■ **Problems to work on**
a: Decide whether each statement below agrees with the article on the Warsaw Ghetto typhus epidemic: (i) Lewi Stone is a mathematician at RMIT University in Melbourne, Australia; (ii) the community in the ghetto relied mainly on vaccines to contain typhus; (iii) the ghetto held up to 450,000 people within 3.4 square kilometres. Answer yes or no for each, quoting the words of the article that settle it.
b: According to the article on the Warsaw Ghetto typhus epidemic, in which journal were the findings of Stone's team published?
c: Write the next part of the article on the Warsaw Ghetto typhus epidemic, starting right after its final sentence.

------ Source document

More than 70 years ago, an imprisoned community in Nazi-occupied Poland banded together to contain a deadly epidemic of typhus, largely without the aid of vaccines or effective medicines. Instead, according to new research published today, they likely relied on measures like education, improved sanitation, and even social distancing. Some of the lessons gleaned from that epidemic may very well apply to our current pandemic, the authors say.
Study author Lewi Stone, a mathematician at RMIT University in Melbourne, Australia, has been studying past and recent epidemics for over 30 years, relying on mathematical models to plot out how epidemics spread in a community. Three years ago, he came across accounts of a typhus outbreak in the Warsaw Ghetto of occupied Poland — the largest of the encampments that Nazi Germany established during World War II as a way to segregate the local Jewish population and other targeted groups, with up to 450,000 people living within a space of 3.4 square kilometres, or over seven people on average per room. But to his knowledge, little work had been done by others to figure out what this outbreak really looked like.
“I began checking historical accounts and was amazed that this had been missed. There was a small amount of data, and upon plotting it, I realised that this was incredibly important,” Stone told Gizmodo.
His team’s findings, published in Science Advances, yielded plenty of surprises.

------------
------ Material shown

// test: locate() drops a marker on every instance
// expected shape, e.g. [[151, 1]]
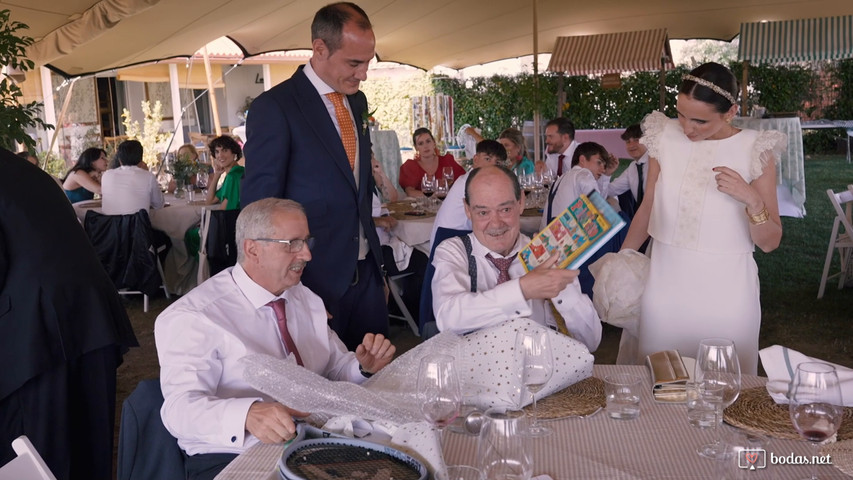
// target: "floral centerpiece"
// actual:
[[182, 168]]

------------
------ Material shown

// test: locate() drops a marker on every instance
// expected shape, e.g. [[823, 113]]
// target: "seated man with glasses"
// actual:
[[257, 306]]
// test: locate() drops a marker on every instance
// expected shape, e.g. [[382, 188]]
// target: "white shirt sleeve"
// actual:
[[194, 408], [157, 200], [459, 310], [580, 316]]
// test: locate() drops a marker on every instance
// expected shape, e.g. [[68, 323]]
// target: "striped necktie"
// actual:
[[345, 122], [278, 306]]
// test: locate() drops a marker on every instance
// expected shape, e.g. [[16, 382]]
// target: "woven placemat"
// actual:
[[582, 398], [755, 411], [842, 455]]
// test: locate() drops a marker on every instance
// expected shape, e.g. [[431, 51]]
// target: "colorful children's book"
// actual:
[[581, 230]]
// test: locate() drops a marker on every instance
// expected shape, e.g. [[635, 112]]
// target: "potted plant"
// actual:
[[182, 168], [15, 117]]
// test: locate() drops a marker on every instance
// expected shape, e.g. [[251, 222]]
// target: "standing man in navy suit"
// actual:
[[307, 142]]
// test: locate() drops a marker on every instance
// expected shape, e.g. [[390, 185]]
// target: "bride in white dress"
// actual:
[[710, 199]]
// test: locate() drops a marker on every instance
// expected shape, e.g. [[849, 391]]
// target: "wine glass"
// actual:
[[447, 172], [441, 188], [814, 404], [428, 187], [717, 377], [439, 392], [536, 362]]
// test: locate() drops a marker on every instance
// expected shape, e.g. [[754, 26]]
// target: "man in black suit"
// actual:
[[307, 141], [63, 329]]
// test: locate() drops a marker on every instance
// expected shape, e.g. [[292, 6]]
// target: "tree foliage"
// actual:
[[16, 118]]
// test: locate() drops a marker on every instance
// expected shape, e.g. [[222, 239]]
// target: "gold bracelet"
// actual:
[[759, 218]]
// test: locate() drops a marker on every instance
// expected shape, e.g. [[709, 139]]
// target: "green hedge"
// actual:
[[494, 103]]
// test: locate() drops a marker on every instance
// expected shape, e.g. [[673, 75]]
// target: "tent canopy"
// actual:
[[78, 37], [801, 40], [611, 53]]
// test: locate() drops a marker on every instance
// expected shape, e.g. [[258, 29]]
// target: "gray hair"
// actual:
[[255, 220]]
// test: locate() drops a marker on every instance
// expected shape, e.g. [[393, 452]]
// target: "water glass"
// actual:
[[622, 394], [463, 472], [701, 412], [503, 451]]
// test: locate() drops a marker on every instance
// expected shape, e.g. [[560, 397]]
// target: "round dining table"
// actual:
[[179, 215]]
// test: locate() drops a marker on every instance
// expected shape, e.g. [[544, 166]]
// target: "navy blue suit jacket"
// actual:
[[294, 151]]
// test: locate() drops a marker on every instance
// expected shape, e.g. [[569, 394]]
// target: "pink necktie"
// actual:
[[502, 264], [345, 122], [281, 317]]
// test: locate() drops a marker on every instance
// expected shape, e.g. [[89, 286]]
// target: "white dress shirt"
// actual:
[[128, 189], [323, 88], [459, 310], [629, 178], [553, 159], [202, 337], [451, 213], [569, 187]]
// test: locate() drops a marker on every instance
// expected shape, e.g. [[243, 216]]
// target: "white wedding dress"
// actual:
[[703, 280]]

------------
------ Material shown

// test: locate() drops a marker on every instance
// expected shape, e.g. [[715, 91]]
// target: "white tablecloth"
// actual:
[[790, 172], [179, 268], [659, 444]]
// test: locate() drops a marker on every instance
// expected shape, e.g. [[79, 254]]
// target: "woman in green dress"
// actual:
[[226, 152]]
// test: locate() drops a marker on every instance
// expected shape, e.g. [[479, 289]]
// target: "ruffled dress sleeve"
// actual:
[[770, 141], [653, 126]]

------------

■ **Answers provided**
a:
(i) Yes: "Study author Lewi Stone, a mathematician at RMIT University in Melbourne, Australia"
(ii) No: "largely without the aid of vaccines or effective medicines"
(iii) Yes: "with up to 450,000 people living within a space of 3.4 square kilometres"

b: Science Advances.

c:
Epidemic typhus is a bacterial disease notorious for plaguing humanity during times of hardship. It’s transmitted by body lice that feed on the blood of infected people. When the lice reach another host through direct contact or via clothing, their contaminated faeces or sometimes even their dead bodies are scratched into an opening in the skin, infecting the new person. Both body lice and typhus spread easiest during times of war, famine, or other situations where people are crowded into small spaces with little regard for their health (though rare today, some forms of typhus still occasionally cause outbreaks in prisons, for instance). Without treatment, it’s routinely fatal, killing up to 40% of victims.
Typhus had been devastating the Warsaw Ghetto’s residents as late as October 1941, Stone found. But then, it seemed to mysteriously decline by the year’s end, right before the winter, when outbreaks of typhus historically got worse. Initially, Stone worried that death records around that time period may have been incomplete, but he eventually found confirmation of the decline from a historian’s daily accounts of the Ghetto. Nearby towns didn’t experience a similar drop in typhus that winter, indicating that something different was happening in Warsaw.
Though a somewhat effective vaccine for typhus was invented shortly before the start of World War II and may even have been smuggled into the Warsaw Ghetto, few people are thought to have had access to it. And it would be decades before effective antibiotics for typhus would be widely available. So as best as historical records and Stone’s research can tell, it’s likely that members of the community and doctors there relied on more old-fashioned public health measures to stop the outbreak.
These measures included better sanitation and hygiene practices by residents, reinforced by educational lectures that hundreds of people may have attended, according to Stone. There were also reports of underground universities, where young medical students got training on how best to respond to epidemic diseases like typhus. And there was probably some social distancing, though it wouldn’t have considered a very novel thing at the time.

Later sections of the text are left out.